Reading text –
========================================

Volleyball Fan Life-Getting Ready for The Paris Olympics
Eagerly awaiting the Pairs Olympics and watching the USA Women's NT compete, while reflecting on what I see others do.
As we are in the short runup to the 2024 Olympics in Paris, USA volleyball fans are excited about what lies ahead of the USA Volleyball National Teams following the very successful 2021 Olympics in Tokyo. A lively volleyball culture had grown from the successes of all the Olympic and Paralympic volleyball teams in the last quad. The attention is especially focused on the Women’s Indoor team because of the team earning the first gold medal ever in the program’s history in 2020/2021. The popularity and successes of the women’s collegiate game in the US and the appearance of three professional women’s leagues has fueled the interests of both the volleydorks and casual fans.
As we watch the Volleyball Nation’s League coverage this month, we have been taken for a long and emotional roller coaster ride as all dedicated fans often are wont to do during the preparations for the Paris Olympics. The angst and exhilaration from watching the stellar VNL match play coupled with the pressure cooker atmosphere of an Olympic year has dominated our consciousness and have made us beyond anxious and beyond excited.
The ebb and flow of emotions illustrates typical fandom behavior. All USA wins are celebrated with great fanfare and confident predictions of medals in Paris while all losses are despaired over with the distraught declarations bemoaning and predicting disaster for the fate of the team in Paris., predictions of not even making it to bracket play run rampant. The release of the official women’s indoor squad roster for the Olympics during the four weeks of VNL tournament further fueled the fan’s reaction, the usual tizzy over who was on and who was left off the active roster have been endlessly debated. All of this is of course expected and is the norm for a passionate fandom. It is a great demonstration of just how much women’s volleyball has grown and taken hold.
As a longtime USA women’s indoor national team fan, it gives me great joy to see so many who are not only aware of this team but are also obsessing over the fate of this squad in Paris as I am. We have come a long way from when I started following the team. I am feeling very old right now.

========================================

Required task a – Locate each line in the records that contains the string "target" and copy those lines.

========================================

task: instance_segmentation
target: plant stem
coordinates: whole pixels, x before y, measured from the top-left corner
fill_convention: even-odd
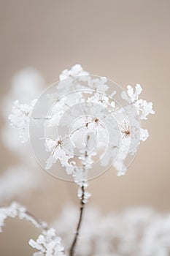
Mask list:
[[[85,208],[85,203],[84,203],[84,197],[85,197],[85,187],[84,186],[82,186],[81,187],[82,189],[82,197],[81,197],[81,202],[80,202],[80,217],[79,217],[79,221],[78,221],[78,224],[77,226],[77,229],[76,229],[76,233],[70,249],[70,252],[69,252],[69,256],[74,256],[74,249],[75,249],[75,246],[77,244],[77,241],[79,236],[79,233],[80,233],[80,228],[81,226],[81,223],[82,223],[82,214],[83,214],[83,210]]]

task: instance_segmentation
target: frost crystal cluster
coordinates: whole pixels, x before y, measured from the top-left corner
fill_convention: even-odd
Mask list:
[[[80,64],[59,78],[30,105],[15,102],[9,118],[22,141],[30,138],[44,169],[80,187],[112,165],[118,176],[125,174],[140,140],[149,136],[139,119],[154,113],[152,102],[139,99],[141,86],[123,91]]]

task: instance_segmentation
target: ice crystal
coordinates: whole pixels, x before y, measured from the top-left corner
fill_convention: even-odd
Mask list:
[[[36,101],[36,99],[33,100],[31,105],[28,105],[20,104],[16,100],[12,109],[12,114],[9,116],[11,126],[20,130],[20,137],[23,143],[26,142],[29,138],[30,116]]]
[[[50,228],[44,230],[36,241],[31,239],[29,245],[38,250],[34,256],[61,256],[64,254],[64,248],[61,245],[61,238],[55,235],[55,230]]]
[[[80,64],[63,70],[59,78],[60,82],[53,93],[47,94],[45,102],[42,104],[39,99],[36,104],[36,108],[39,104],[44,106],[50,103],[47,116],[31,114],[34,101],[31,105],[16,101],[9,116],[11,125],[20,130],[23,142],[28,138],[31,118],[31,124],[44,119],[46,131],[57,129],[57,136],[55,132],[55,136],[51,136],[52,133],[48,135],[47,132],[47,138],[45,137],[44,150],[50,152],[45,161],[46,170],[59,161],[77,183],[78,176],[83,176],[84,181],[88,178],[88,174],[92,173],[88,170],[93,170],[96,162],[98,170],[99,165],[104,169],[112,164],[118,176],[124,174],[139,140],[144,141],[149,136],[147,129],[140,128],[136,117],[147,119],[150,113],[154,114],[152,103],[139,99],[142,86],[137,83],[134,89],[128,85],[127,91],[120,94],[124,101],[121,107],[114,99],[118,92],[110,91],[107,79],[89,75]],[[34,129],[32,132],[36,133]]]

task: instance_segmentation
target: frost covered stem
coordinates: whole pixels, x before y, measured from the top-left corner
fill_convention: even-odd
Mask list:
[[[77,227],[76,229],[76,233],[74,236],[74,238],[73,240],[70,252],[69,252],[69,256],[74,256],[74,249],[76,246],[76,243],[78,238],[79,233],[80,233],[80,228],[81,226],[82,220],[82,214],[83,214],[83,210],[85,208],[85,203],[84,203],[84,197],[85,197],[85,187],[82,186],[81,187],[82,189],[82,197],[81,197],[81,203],[80,203],[80,217],[79,217],[79,221],[77,224]]]

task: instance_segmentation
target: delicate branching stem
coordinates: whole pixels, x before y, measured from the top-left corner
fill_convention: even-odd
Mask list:
[[[82,220],[83,210],[85,208],[85,203],[84,203],[85,187],[84,187],[84,186],[82,186],[81,187],[81,189],[82,189],[82,197],[81,197],[81,202],[80,202],[80,217],[79,217],[79,221],[78,221],[78,224],[77,224],[77,229],[76,229],[76,233],[75,233],[72,246],[70,248],[69,256],[74,256],[74,255],[75,246],[76,246],[77,241],[77,238],[79,236],[80,228],[81,227],[81,223],[82,223]]]

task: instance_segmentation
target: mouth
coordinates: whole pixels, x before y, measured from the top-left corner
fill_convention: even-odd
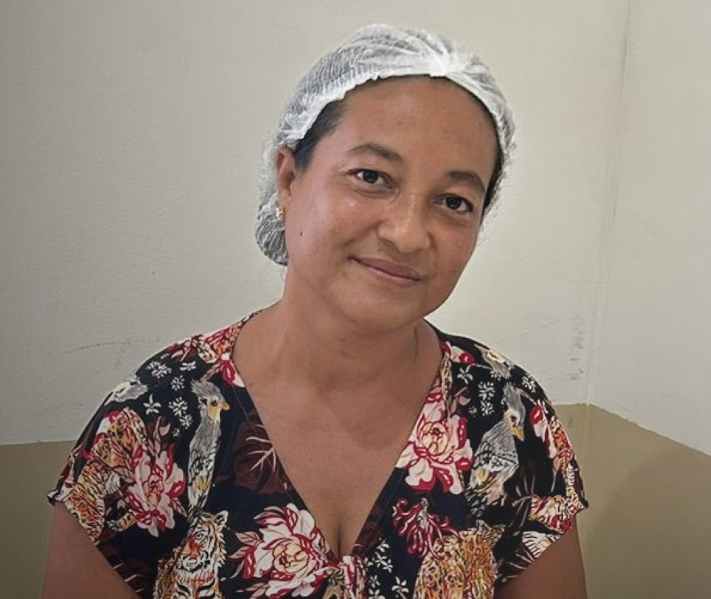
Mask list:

========================================

Required task b – List every named volleyball competition that the volleyball fan post mentions, one per line.

Problem solution a –
target: plant stem
target: frost crystal cluster
target: ice crystal
target: frost covered stem
target: delicate branching stem
target: mouth

Problem solution b –
2024 Olympics in Paris
2021 Olympics in Tokyo
Volleyball Nation's League (VNL)